# Aim:
Report how many of the rows below contain the string "boat", giving only the number.

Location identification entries
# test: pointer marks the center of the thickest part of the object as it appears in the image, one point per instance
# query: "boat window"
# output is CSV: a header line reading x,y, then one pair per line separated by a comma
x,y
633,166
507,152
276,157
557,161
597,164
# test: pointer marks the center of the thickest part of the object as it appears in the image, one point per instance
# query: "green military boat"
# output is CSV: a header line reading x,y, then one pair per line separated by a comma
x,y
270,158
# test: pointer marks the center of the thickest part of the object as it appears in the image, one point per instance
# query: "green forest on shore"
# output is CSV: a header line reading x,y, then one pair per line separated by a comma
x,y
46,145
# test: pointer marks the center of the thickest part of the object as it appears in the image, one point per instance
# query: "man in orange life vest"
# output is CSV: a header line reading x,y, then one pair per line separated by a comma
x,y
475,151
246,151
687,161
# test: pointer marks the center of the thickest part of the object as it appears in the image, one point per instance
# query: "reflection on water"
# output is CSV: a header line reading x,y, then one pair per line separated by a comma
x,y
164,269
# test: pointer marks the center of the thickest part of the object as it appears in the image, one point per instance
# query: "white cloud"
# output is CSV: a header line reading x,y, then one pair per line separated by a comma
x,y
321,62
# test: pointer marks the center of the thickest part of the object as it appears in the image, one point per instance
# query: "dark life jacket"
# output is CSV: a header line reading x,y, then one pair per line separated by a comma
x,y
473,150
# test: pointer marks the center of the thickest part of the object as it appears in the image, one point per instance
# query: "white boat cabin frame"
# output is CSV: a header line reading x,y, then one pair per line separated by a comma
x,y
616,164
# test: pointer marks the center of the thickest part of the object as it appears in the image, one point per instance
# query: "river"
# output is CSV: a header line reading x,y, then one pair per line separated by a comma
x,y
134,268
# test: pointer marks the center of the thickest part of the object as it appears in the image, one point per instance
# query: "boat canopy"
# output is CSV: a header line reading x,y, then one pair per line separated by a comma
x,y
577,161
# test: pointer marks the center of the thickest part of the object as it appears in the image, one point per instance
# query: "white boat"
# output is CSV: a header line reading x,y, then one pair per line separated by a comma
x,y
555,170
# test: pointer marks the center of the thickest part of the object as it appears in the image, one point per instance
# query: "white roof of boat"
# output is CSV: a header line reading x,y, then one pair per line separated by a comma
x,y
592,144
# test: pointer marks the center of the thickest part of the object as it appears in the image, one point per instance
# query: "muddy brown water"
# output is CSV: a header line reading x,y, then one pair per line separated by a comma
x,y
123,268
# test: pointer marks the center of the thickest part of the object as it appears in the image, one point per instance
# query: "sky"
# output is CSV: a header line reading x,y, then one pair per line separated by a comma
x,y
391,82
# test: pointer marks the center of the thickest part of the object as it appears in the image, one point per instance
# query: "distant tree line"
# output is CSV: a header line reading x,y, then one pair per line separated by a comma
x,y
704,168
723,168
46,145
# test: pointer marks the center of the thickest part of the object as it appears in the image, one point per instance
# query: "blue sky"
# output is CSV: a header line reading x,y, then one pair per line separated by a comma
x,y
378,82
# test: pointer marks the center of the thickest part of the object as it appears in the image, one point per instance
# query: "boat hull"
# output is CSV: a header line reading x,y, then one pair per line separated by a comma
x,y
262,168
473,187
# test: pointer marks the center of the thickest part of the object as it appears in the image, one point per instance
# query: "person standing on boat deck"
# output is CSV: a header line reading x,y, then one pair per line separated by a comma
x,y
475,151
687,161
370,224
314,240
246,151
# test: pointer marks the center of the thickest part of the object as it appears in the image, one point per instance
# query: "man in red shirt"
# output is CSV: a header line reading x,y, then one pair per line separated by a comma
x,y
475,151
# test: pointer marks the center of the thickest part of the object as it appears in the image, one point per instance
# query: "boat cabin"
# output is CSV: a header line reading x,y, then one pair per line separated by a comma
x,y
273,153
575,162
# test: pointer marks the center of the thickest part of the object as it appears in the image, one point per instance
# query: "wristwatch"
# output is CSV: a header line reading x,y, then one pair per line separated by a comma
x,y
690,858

# Expected answer:
9